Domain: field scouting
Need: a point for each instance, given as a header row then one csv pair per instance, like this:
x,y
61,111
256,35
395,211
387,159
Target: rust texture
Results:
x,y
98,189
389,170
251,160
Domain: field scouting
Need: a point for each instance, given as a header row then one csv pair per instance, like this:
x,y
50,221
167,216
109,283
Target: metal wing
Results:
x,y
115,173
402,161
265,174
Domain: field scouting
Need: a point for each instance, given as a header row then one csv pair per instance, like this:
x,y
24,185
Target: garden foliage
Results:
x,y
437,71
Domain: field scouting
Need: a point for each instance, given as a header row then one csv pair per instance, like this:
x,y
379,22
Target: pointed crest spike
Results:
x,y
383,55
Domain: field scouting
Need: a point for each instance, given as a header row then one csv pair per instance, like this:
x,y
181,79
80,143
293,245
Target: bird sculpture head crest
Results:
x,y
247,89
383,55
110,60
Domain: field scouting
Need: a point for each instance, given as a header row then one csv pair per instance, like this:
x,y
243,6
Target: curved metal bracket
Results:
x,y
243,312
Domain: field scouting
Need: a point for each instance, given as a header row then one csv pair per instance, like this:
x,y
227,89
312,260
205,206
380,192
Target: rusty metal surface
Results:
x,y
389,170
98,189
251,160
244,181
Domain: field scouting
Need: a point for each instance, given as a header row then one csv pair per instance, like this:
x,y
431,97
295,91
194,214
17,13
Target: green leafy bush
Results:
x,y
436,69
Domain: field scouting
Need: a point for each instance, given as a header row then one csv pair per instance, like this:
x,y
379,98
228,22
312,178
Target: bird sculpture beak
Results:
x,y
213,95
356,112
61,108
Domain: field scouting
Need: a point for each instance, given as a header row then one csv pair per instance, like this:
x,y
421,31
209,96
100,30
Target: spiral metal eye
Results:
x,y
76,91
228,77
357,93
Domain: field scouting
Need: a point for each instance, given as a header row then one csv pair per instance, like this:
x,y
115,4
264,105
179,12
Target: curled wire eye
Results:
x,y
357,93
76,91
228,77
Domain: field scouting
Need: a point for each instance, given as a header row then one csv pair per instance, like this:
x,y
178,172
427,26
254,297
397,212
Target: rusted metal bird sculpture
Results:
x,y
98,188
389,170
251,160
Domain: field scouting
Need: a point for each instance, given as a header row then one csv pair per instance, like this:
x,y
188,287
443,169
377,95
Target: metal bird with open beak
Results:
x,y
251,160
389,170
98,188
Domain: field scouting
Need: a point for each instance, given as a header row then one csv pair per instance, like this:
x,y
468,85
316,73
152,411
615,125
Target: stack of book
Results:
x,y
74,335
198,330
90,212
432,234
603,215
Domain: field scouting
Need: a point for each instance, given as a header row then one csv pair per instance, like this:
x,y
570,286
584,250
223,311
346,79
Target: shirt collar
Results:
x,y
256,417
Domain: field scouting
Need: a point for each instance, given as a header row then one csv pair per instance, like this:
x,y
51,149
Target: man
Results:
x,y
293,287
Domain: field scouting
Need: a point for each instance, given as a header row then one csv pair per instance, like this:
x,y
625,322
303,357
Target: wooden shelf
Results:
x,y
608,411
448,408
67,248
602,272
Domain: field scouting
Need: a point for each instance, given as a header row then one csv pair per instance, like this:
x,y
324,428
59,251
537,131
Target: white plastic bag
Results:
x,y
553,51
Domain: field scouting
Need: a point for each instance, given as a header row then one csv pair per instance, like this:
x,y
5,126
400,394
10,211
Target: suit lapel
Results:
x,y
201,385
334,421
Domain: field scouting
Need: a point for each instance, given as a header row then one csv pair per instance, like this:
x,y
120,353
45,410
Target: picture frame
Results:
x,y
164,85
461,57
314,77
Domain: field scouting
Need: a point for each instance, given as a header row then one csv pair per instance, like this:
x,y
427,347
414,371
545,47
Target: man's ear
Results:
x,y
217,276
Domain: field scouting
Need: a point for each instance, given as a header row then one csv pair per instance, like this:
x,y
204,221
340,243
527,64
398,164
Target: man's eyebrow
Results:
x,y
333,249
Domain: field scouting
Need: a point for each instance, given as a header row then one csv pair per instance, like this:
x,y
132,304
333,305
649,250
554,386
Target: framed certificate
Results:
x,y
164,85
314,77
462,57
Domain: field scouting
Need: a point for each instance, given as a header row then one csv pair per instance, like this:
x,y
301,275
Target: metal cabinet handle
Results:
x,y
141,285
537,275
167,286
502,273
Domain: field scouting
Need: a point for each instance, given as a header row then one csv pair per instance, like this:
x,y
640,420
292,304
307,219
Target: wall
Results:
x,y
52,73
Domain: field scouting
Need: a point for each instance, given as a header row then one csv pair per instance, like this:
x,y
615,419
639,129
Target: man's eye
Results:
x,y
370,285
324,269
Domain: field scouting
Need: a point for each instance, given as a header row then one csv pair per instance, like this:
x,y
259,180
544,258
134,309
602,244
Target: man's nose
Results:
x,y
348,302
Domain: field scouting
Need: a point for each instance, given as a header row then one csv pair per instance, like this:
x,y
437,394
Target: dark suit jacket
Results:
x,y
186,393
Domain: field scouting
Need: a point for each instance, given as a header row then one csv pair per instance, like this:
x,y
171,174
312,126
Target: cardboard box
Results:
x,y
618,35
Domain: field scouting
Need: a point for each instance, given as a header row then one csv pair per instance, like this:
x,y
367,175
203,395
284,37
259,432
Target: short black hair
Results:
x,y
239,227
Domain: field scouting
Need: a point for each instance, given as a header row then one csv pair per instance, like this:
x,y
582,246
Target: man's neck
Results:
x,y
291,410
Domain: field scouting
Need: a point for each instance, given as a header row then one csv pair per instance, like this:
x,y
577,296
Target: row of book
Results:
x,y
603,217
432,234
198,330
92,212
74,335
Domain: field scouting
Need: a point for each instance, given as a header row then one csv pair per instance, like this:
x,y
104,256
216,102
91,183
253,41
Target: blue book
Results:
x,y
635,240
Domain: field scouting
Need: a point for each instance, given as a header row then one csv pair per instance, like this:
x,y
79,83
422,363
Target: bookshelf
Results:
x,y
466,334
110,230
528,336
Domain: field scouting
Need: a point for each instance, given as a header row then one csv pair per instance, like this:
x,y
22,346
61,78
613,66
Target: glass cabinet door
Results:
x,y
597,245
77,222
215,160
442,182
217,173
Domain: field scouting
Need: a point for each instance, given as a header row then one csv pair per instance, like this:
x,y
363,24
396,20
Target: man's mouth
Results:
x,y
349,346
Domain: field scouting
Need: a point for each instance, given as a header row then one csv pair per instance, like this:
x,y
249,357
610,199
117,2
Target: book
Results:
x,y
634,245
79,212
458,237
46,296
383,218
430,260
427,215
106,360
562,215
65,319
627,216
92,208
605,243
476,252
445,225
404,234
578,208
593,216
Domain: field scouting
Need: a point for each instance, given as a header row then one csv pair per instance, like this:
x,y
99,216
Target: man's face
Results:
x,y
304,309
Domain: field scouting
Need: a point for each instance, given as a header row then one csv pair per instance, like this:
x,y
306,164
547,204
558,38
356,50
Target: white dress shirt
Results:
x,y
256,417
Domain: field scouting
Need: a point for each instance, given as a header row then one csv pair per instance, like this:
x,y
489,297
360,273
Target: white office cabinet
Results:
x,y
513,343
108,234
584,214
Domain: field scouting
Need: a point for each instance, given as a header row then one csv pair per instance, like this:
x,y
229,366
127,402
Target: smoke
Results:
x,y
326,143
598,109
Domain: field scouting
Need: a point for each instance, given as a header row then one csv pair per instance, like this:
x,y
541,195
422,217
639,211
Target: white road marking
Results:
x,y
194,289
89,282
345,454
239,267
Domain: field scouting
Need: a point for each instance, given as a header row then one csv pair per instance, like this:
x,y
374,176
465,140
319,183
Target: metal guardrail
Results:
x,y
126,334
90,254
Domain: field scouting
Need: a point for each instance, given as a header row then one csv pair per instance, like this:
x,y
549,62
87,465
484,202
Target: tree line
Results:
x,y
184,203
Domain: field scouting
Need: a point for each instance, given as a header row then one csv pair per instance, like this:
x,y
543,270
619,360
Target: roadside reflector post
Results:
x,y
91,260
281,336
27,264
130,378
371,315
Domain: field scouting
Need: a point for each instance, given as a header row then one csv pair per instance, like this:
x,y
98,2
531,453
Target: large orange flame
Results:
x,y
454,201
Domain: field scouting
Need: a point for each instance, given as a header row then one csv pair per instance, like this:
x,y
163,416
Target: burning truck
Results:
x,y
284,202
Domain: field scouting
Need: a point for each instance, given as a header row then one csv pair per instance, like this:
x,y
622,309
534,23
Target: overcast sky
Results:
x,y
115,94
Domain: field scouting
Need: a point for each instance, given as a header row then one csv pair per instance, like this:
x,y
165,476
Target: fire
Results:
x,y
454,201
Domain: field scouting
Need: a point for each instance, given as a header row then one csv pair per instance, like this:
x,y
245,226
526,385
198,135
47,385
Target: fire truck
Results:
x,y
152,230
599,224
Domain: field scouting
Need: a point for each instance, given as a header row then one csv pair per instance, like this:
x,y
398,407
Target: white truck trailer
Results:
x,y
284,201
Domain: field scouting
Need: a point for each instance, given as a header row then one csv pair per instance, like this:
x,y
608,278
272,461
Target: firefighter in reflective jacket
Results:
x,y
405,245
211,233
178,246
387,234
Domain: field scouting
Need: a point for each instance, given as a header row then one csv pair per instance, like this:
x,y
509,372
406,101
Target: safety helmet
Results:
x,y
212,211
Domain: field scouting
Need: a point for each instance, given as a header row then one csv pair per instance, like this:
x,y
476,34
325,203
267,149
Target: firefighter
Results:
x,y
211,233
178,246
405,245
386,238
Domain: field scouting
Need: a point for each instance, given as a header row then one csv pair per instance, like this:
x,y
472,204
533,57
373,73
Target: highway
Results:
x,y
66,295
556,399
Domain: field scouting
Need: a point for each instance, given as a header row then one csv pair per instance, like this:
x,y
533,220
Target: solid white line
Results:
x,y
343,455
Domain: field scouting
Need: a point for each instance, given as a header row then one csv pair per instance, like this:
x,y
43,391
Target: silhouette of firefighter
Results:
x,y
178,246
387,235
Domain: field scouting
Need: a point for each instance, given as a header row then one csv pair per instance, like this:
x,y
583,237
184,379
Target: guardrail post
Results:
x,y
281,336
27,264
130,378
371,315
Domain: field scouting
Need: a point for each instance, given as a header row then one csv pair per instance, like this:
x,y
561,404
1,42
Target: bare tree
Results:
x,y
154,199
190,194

#####

• EXERCISE AIM:
Working through the records, find each line containing the word "post" and copy it.

• FINISHED EXERCISE:
Target: roadside reflector post
Target: guardrail post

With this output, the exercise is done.